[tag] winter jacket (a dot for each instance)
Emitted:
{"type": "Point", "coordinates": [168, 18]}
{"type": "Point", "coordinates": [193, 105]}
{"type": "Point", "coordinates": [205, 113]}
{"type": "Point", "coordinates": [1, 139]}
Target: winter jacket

Set problem:
Reproduce the material above line for line, with nothing changed.

Exercise response:
[tag] winter jacket (a dot for each instance)
Emitted:
{"type": "Point", "coordinates": [168, 18]}
{"type": "Point", "coordinates": [193, 105]}
{"type": "Point", "coordinates": [205, 113]}
{"type": "Point", "coordinates": [1, 139]}
Target: winter jacket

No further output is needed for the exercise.